DATA LINES:
####

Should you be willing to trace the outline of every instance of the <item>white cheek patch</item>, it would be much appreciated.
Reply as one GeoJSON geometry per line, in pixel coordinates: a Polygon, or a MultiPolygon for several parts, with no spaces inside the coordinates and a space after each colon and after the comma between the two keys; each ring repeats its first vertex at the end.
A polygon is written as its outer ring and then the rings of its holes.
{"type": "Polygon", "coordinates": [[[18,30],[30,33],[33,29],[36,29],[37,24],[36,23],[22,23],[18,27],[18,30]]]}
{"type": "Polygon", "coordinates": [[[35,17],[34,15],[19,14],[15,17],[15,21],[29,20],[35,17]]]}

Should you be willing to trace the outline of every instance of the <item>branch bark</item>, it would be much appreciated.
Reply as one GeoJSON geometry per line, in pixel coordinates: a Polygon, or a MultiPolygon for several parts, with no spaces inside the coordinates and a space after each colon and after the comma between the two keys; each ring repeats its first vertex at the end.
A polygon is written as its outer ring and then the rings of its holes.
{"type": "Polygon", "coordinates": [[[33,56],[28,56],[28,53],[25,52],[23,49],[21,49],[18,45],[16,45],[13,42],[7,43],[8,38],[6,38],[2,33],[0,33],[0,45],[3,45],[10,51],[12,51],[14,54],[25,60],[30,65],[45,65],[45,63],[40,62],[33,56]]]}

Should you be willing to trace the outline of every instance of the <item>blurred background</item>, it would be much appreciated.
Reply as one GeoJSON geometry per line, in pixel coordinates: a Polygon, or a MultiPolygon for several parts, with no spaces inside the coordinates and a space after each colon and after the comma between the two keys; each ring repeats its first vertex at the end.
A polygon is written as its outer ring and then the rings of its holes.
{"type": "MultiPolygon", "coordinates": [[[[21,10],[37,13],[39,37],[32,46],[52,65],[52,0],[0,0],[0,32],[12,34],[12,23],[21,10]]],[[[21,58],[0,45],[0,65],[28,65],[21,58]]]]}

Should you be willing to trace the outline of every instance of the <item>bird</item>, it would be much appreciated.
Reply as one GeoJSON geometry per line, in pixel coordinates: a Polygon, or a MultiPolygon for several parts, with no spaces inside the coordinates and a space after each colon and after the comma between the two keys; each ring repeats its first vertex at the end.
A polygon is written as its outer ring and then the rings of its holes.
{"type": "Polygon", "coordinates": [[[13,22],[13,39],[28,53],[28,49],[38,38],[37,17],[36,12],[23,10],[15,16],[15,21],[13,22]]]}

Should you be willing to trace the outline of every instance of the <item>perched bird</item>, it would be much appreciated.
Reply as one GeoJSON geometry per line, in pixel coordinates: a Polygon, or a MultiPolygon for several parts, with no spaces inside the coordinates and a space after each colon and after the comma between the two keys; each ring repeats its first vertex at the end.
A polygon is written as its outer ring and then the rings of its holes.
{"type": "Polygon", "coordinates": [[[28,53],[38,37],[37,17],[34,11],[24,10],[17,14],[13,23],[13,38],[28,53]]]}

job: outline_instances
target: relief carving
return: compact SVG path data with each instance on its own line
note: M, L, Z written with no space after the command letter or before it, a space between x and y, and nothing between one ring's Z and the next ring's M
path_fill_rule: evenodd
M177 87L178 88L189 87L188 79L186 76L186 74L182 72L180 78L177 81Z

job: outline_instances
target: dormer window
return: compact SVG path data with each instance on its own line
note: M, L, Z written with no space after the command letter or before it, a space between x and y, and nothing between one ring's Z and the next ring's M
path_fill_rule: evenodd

####

WHAT IS EXPECTED: Switch each "pixel coordinates" in the records to "image coordinates" and write out all the lines again, leaving everything else as it is.

EXPECTED OUTPUT:
Should you be willing to trace the outline of every instance of the <item>white cheek patch</item>, it would be much appreciated.
Reply as one GeoJSON geometry per line, in image coordinates: a Polygon, or a MultiPolygon for several parts, with no spaces inside the coordinates and a space after each colon and after the comma between the two keys; each ring repeats its first vertex at the end.
A polygon is written as its outer ring and then the rings of its holes.
{"type": "Polygon", "coordinates": [[[18,30],[30,33],[33,29],[36,29],[37,24],[36,23],[22,23],[18,27],[18,30]]]}
{"type": "Polygon", "coordinates": [[[35,17],[34,15],[19,14],[15,17],[15,21],[29,20],[35,17]]]}

Should you be willing to trace the outline of every instance of the <item>branch bark</item>, it would be much appreciated.
Reply as one GeoJSON geometry per line, in image coordinates: a Polygon, or a MultiPolygon for several parts, with no spaces inside the coordinates and a space after each colon and after the comma between the two keys; each ring repeats its first vertex at the end.
A polygon is written as its outer ring and then the rings of its holes.
{"type": "Polygon", "coordinates": [[[33,56],[28,56],[28,53],[25,52],[23,49],[21,49],[18,45],[16,45],[13,42],[7,43],[8,38],[6,38],[2,33],[0,33],[0,45],[3,45],[10,51],[12,51],[14,54],[25,60],[30,65],[45,65],[45,63],[40,62],[33,56]]]}

Should you be willing to trace the outline of every instance of the <item>blurred background</item>, it would be much appreciated.
Reply as one GeoJSON geometry per line, in image coordinates: a Polygon, or a MultiPolygon for several parts, with no spaces inside the coordinates and a space after each colon and after the comma between the two keys; each ring repeats its first vertex at the end.
A polygon is written as its outer ring and then the rings of its holes.
{"type": "MultiPolygon", "coordinates": [[[[21,10],[37,13],[39,37],[32,46],[52,65],[52,0],[0,0],[0,32],[12,34],[12,23],[21,10]]],[[[21,58],[0,45],[0,65],[28,65],[21,58]]]]}

Should you be willing to trace the outline of every instance of the <item>bird</item>, it would be much appreciated.
Reply as one GeoJSON geometry per line, in image coordinates: a Polygon, or a MultiPolygon for several parts, with no spaces inside the coordinates and a space after each colon and after the comma between the two keys; each ring repeats its first vertex at the end.
A polygon is written as its outer ring and then the rings of its holes.
{"type": "Polygon", "coordinates": [[[13,22],[13,39],[28,53],[28,49],[38,38],[37,17],[36,12],[23,10],[15,16],[15,21],[13,22]]]}

Should you be willing to trace the outline of every instance of the <item>perched bird</item>, it would be much appreciated.
Reply as one GeoJSON geometry per line, in image coordinates: a Polygon, or a MultiPolygon for several parts, with no spaces inside the coordinates and a space after each colon and after the comma between the two keys; each ring repeats its first vertex at the end.
A polygon is written as its outer ring and then the rings of its holes.
{"type": "Polygon", "coordinates": [[[28,53],[38,37],[37,17],[34,11],[24,10],[17,14],[13,23],[13,38],[28,53]]]}

job: outline_instances
target: relief carving
return: compact SVG path data with each instance on its own line
note: M, L, Z written with no space after the command letter or before it, a space between x and y, and nothing between one ring's Z and the next ring's M
path_fill_rule: evenodd
M177 87L178 88L189 87L188 79L186 76L186 74L182 72L180 78L177 81Z

job: outline_instances
target: dormer window
return: compact SVG path data with each instance on its own line
note: M, L, Z written with no space after the command letter or before it, a space between x and y, and nothing between one ring's Z and the next ring's M
path_fill_rule: evenodd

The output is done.